(Data items)

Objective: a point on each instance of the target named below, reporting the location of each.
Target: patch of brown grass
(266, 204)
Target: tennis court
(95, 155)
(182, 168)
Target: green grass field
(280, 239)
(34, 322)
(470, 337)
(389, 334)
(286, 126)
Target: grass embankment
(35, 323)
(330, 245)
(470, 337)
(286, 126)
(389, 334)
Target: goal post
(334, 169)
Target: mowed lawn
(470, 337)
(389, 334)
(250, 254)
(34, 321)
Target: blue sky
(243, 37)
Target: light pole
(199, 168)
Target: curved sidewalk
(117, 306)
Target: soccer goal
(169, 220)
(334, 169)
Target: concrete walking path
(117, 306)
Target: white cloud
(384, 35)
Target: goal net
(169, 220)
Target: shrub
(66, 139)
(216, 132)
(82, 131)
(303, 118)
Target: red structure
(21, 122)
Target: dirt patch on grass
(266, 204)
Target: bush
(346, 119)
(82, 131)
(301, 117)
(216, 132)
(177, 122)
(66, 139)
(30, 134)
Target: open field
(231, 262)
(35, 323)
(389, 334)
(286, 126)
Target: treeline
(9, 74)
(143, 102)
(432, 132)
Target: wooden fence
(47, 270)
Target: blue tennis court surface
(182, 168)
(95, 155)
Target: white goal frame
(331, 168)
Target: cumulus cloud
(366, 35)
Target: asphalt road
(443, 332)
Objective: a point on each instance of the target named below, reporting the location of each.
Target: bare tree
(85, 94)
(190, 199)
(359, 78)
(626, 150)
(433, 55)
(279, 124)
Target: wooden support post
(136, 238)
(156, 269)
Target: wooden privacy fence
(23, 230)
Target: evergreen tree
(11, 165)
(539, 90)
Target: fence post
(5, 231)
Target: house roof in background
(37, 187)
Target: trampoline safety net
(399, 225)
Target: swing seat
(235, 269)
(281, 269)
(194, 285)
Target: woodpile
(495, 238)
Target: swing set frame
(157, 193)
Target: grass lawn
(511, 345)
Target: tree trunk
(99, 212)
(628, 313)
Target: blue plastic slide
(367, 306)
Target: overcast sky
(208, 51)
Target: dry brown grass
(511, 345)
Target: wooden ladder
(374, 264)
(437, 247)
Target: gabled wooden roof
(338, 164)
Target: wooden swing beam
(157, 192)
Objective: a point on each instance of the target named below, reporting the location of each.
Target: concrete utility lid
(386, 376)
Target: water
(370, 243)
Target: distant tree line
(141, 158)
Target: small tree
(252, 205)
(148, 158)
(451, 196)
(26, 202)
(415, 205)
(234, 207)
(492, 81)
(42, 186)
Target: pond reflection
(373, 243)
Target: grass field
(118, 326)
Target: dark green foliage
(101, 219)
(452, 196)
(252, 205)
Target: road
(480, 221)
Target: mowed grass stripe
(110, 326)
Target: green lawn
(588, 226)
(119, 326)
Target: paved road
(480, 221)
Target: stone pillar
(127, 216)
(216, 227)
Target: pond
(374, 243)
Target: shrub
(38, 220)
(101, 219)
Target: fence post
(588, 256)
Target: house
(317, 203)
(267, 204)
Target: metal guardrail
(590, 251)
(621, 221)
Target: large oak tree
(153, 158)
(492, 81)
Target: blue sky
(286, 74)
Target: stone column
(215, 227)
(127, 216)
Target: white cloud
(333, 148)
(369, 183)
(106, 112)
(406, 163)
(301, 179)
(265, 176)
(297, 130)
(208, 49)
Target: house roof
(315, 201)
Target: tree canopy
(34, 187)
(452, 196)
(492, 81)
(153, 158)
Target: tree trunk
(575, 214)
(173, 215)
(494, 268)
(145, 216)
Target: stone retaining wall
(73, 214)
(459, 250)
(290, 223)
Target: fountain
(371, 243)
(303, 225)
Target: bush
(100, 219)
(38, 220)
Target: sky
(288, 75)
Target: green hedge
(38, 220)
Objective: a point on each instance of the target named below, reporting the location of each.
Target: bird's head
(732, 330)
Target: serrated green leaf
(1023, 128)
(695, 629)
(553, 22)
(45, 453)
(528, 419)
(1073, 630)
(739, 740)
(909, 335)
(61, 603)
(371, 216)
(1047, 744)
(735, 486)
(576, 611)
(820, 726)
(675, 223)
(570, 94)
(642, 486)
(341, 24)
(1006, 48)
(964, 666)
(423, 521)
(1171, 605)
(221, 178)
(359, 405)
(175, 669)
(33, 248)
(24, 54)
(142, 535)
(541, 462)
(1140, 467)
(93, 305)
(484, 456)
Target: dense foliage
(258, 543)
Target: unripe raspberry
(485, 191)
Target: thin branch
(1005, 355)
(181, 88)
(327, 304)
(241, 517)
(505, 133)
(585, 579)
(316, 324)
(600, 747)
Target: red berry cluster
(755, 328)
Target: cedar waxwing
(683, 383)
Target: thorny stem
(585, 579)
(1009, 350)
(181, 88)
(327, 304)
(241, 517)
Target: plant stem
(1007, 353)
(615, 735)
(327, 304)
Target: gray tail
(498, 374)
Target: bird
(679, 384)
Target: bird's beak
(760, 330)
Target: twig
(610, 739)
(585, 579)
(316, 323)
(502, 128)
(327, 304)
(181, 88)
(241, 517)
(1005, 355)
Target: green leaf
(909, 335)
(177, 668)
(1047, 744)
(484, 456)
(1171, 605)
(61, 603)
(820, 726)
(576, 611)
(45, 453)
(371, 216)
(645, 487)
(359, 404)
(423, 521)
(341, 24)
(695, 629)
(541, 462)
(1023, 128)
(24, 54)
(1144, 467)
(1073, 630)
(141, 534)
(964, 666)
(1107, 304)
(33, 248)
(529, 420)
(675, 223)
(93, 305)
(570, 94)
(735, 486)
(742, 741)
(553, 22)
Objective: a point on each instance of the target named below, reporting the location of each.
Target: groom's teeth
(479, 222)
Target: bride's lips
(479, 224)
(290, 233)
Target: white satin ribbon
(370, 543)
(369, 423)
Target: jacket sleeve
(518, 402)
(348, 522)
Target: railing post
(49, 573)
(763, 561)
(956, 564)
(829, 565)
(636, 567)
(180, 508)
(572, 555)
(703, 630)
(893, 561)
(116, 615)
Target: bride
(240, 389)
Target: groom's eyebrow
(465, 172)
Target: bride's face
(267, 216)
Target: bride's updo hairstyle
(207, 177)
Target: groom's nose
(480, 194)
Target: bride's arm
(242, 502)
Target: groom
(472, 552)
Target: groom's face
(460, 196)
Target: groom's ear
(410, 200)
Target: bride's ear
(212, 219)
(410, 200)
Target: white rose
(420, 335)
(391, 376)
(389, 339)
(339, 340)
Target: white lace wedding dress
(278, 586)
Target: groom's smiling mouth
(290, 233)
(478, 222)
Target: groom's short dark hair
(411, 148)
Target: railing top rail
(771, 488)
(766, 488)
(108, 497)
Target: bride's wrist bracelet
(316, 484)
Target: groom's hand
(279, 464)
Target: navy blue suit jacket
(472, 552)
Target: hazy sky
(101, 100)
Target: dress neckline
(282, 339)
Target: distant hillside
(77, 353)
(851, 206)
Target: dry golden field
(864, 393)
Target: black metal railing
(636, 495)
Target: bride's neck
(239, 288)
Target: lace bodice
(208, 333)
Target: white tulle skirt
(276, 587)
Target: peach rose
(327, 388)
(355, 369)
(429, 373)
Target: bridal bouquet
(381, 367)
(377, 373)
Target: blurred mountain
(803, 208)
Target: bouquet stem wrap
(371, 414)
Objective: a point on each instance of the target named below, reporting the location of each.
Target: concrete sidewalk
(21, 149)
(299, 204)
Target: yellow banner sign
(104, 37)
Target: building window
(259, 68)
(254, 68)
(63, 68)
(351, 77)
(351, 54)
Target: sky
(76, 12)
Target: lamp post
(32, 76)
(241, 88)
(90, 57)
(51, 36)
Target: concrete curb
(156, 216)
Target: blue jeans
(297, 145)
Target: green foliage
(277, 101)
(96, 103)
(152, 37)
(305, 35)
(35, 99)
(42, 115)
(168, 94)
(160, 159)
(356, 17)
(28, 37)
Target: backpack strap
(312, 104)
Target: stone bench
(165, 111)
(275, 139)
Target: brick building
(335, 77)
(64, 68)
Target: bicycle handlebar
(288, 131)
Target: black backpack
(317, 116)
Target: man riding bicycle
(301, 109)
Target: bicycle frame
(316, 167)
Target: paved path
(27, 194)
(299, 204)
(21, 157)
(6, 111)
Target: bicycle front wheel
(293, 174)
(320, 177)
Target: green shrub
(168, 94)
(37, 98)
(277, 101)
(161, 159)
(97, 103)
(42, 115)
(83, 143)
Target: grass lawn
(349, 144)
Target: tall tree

§ WORK REQUEST: Return exactly the lines from the line holding "Target: bicycle front wheel" to the last line of the data, with both of those lines included and nothing added.

§ REPLY TO THE EXERCISE:
Target: bicycle front wheel
(293, 174)
(320, 177)
Target: green shrub
(168, 94)
(37, 98)
(277, 101)
(161, 159)
(97, 103)
(42, 115)
(83, 143)
Target: grass lawn
(349, 144)
Target: tall tree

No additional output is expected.